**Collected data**
┌────────

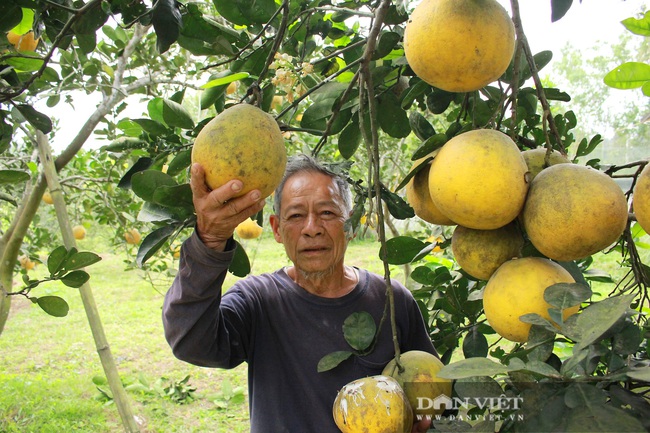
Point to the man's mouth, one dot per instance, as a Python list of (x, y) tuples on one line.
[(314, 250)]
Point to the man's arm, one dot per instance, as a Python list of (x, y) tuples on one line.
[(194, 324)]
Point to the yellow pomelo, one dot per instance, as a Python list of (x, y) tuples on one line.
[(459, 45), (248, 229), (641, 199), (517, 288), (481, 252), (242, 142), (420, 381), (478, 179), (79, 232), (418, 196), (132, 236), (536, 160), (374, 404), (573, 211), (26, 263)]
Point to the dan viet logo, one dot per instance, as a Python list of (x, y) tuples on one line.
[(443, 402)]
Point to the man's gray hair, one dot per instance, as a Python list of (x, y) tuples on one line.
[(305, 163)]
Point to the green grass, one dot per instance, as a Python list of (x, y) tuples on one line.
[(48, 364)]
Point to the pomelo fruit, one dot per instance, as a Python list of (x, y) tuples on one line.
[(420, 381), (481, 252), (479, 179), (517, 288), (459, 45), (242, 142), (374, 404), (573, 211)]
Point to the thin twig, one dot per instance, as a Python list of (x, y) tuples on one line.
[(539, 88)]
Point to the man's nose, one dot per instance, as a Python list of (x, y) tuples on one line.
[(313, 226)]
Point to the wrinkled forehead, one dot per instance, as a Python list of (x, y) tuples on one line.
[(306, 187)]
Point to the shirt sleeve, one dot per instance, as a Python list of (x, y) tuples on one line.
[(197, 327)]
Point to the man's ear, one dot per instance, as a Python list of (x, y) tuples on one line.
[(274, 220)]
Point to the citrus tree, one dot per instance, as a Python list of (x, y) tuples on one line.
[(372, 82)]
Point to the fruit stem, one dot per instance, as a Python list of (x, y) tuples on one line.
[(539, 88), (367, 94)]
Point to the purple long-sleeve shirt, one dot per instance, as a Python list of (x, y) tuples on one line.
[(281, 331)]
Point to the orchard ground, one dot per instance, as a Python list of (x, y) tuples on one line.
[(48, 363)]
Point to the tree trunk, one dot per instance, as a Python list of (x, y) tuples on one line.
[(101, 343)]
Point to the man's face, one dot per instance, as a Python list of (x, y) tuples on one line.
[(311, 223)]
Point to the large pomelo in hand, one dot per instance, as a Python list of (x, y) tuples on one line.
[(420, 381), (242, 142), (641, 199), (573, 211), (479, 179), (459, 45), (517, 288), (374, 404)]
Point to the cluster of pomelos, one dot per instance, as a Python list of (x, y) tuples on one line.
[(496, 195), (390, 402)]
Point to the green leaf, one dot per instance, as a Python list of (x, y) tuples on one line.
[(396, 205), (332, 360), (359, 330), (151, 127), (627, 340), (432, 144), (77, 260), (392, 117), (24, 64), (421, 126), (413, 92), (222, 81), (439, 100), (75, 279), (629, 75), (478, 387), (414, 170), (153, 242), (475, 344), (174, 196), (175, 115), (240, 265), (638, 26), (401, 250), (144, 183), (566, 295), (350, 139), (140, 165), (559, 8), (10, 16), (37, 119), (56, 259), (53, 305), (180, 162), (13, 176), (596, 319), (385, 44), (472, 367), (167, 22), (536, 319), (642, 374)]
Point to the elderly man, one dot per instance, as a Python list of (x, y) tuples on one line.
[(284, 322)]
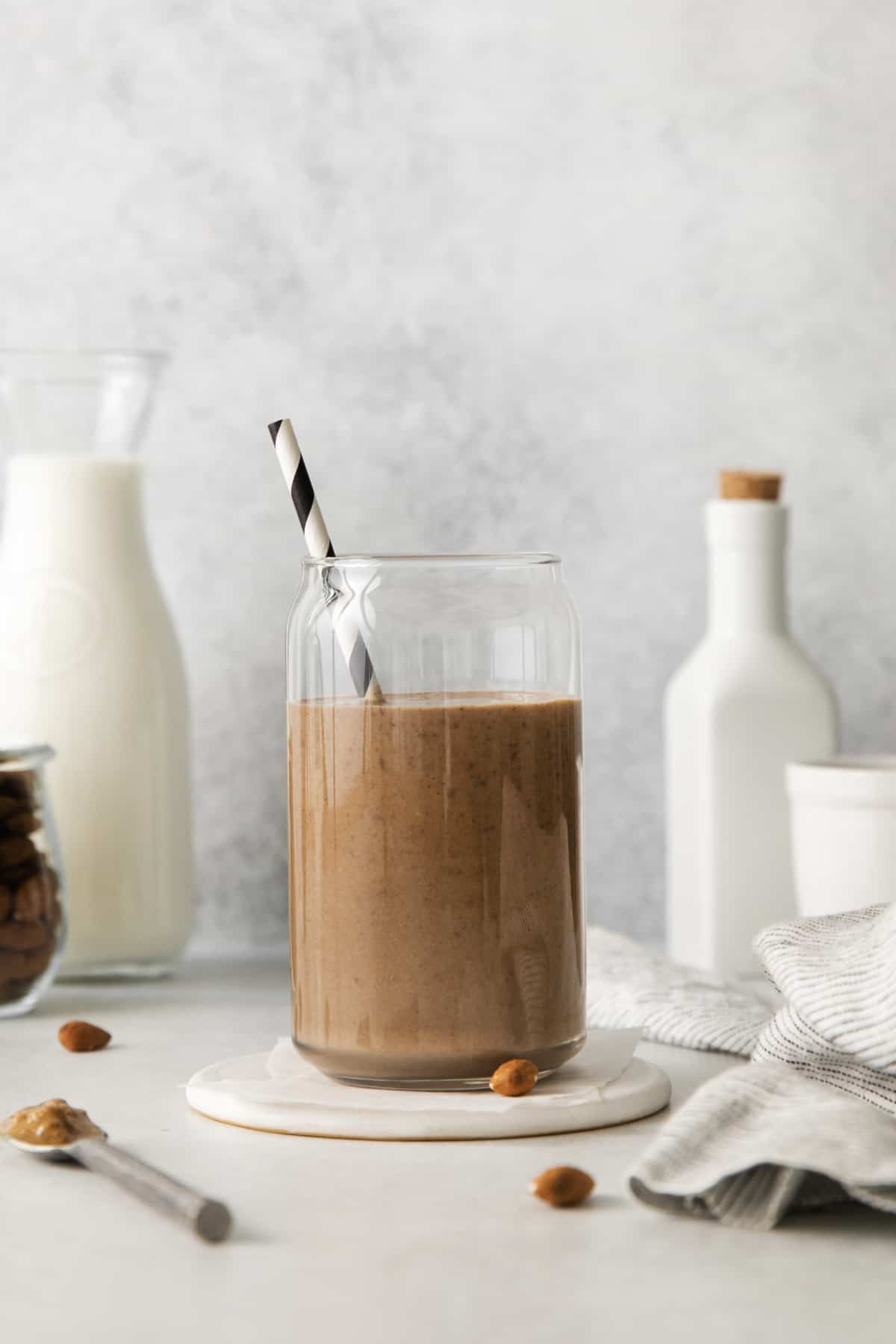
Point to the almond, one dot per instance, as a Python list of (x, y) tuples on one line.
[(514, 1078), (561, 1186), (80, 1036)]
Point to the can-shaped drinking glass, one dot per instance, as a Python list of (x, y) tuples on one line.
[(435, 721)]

└────────

**What the task asks**
Transcribe the lines above exactly, setting aside any picture among them.

**Answer space**
Point to the man's mouth, one dot per instance, as a Python list of (x, y) tuples on one line.
[(314, 250)]
Point to the man's arm, one dot per instance, as a Python list of (x, y) tuples on one line.
[(194, 324)]
Point to the yellow pomelo, one dot per instance, as a Python list of (x, y) tuples on one line.
[(459, 45), (248, 229), (641, 199), (517, 288), (481, 252), (242, 142), (420, 381), (478, 179), (79, 232), (418, 196), (132, 236), (536, 160), (374, 404), (573, 211), (26, 263)]
Point to the dan viet logo, one dot per instance, as a Python list of (x, y) tuples on one line.
[(443, 402)]
Point to the man's gray hair, one dot per instance, as a Python list of (x, y) tuples on one line.
[(305, 163)]
Point to the green grass, one dot per instance, as a Python list of (x, y) tuples on one line.
[(48, 364)]
Point to the pomelo fruit, one dot per instance, as a Python list of (x, y) tuples on one line.
[(420, 381), (481, 252), (479, 179), (517, 288), (459, 45), (242, 142), (374, 404), (573, 211)]
Point to the thin twig, one dot per instance, as a Python list of (x, y) tuples on one line.
[(539, 88)]
Point to the man's nose, one dot per instance, as a Python list of (x, y) tuples on one line.
[(313, 226)]
Point to the wrinkled forehead, one dot per instance, as a Python list of (x, y) tuples on one line.
[(306, 187)]
Point to the shirt sleeve, one dot per instance, as a Python list of (x, y) tuples on one line.
[(197, 327)]
Point to the man's ear, one dot per instance, as a Python list of (x, y) tuples on one line.
[(274, 220)]
Point to the citrus tree, one dot per instance, as a Python list of (x, y) tuples on one line.
[(372, 82)]
Point to the fruit stem, one dot per instance, as a Python list of (x, y) tuples on one line.
[(539, 88), (367, 94)]
Point to the purple long-sleeve shirt, one dot per instance, as a Python list of (x, y) tuples on one line.
[(281, 331)]
Point to the orchard ground, one dot per instance, as a Python list of (x, y) tuples on one line.
[(48, 363)]
Point to the tree trunk, one dot per instance, as a Python list of (x, y) tuples on one line.
[(101, 343)]
Point to the man's face, one dot per instance, as a Python list of (x, y) tuples on one line.
[(311, 223)]
Point to the large pomelo in hand, one dot per instance, as a Python list of (x, y) tuples on one line.
[(420, 381), (242, 142), (641, 199), (573, 211), (479, 179), (459, 45), (517, 288), (374, 404)]
Point to the cluster of pomelos, one dot per instance, as a Python list of (x, y) tuples on one line.
[(496, 195), (390, 402)]
Point to the green leaf, one dot per instance, as a Python list of (x, y) tuples on one line.
[(396, 205), (332, 360), (359, 330), (151, 127), (627, 340), (432, 144), (77, 260), (392, 117), (24, 64), (421, 126), (413, 92), (222, 81), (439, 100), (75, 279), (629, 75), (478, 387), (414, 170), (153, 242), (475, 344), (174, 196), (175, 115), (240, 265), (638, 26), (401, 250), (144, 183), (566, 295), (350, 139), (140, 165), (559, 8), (10, 16), (37, 119), (56, 259), (53, 305), (180, 162), (13, 176), (596, 319), (385, 44), (472, 367), (167, 22), (536, 319), (642, 374)]
Point to the elderly man, one dot per instance, as a Python list of (x, y) tuples on one line.
[(284, 322)]
Point to the almond, one dot per instance, as a Python list of (x, y) tuples on one line.
[(514, 1078), (561, 1186), (80, 1036)]
Point to the can-shaped drinking glass, one dot per instance, as a Python list of (x, y) tuples on one line.
[(435, 721)]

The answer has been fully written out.